OBIETTIVI:
1) Copia dall'estratto sulle mostre del nuovo museo il passo che comincia con le parole "Il nuovo museo" e si ferma dopo "quello della città.".
2) Secondo l'estratto sulle mostre del nuovo museo, a quale rapporto è interamente dedicata la nuova edizione di Archilab?
3) Scrivi il seguito dell'estratto sulle mostre del nuovo museo, ripartendo dopo la sua ultima frase.

ESTRATTO FORNITO:

········

Il nuovo museo apre con due mostre molto importanti, la nuova edizione di Archilab interamente dedicata, al rapporto tra natura e artificio, che presenta quanto di meglio offre oggi il panorama di architettura digitale. Il design parametrico si confronta con lo spazio della natura, il parametrico crea il suo mondo parallelo, uno spazio nello spazio, un’incessante esercizio sulle forme. 

Nella seconda mostra quella sull’architettura sperimentale viene presentata una selezione dei progetti della collezione, qui le sperimentazioni degli ultimi cinquanta anni di storia mettono in scena un immaginario in cui la forma si confronta sempre con lo spazio domestico o con quello della città.

········

DATI FORNITI:
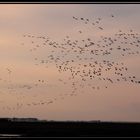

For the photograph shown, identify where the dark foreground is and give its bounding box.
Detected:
[0,119,140,137]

········

SOLUZIONI DELL'ESERCIZIO:
1)
Il nuovo museo apre con due mostre molto importanti, la nuova edizione di Archilab interamente dedicata, al rapporto tra natura e artificio, che presenta quanto di meglio offre oggi il panorama di architettura digitale. Il design parametrico si confronta con lo spazio della natura, il parametrico crea il suo mondo parallelo, uno spazio nello spazio, un’incessante esercizio sulle forme. 

Nella seconda mostra quella sull’architettura sperimentale viene presentata una selezione dei progetti della collezione, qui le sperimentazioni degli ultimi cinquanta anni di storia mettono in scena un immaginario in cui la forma si confronta sempre con lo spazio domestico o con quello della città.

2) Al rapporto tra natura e artificio.

3)
La ricerca sull’architettura racconta sempre una storia, legata a doppio filo con l’uomo, con il suo presente e il suo futuro, la mia difficoltà di fronte alle sperimentazioni presentate a questa edizione di Archilab è proprio nella totale assenza dell’uomo, nel pensare ad una natura artificiale che cresce indipendentemente dal suo uso reale, e da chi la vive, una seconda pelle, un vestito, un’architettura danno forma al nostro futuro ma allo stesso tempo ci allontano troppo dal nostro passato, da un’idea di spazio per vivere. Poi osservando la collezione si capisce che la vera ricerca deve sempre investire la città il suo spazio e la realtà del mondo che lo circonda, l’insieme delle cose esistenti prima ancora di ciò che le contiene. Questi sono solo alcuni dei dubbi che hanno attraversato la mia mente durante la visita della mostra, la cosa interessante è che un museo, le mostre e i libri collegati, mettono in moto delle riflessioni, e questa è una cosa bella, è il vero motivo che dovrebbe spingere tutti a visitare questi ventitre musei francesi, ognuno in una regione diversa, ognuno con delle storie da raccontare.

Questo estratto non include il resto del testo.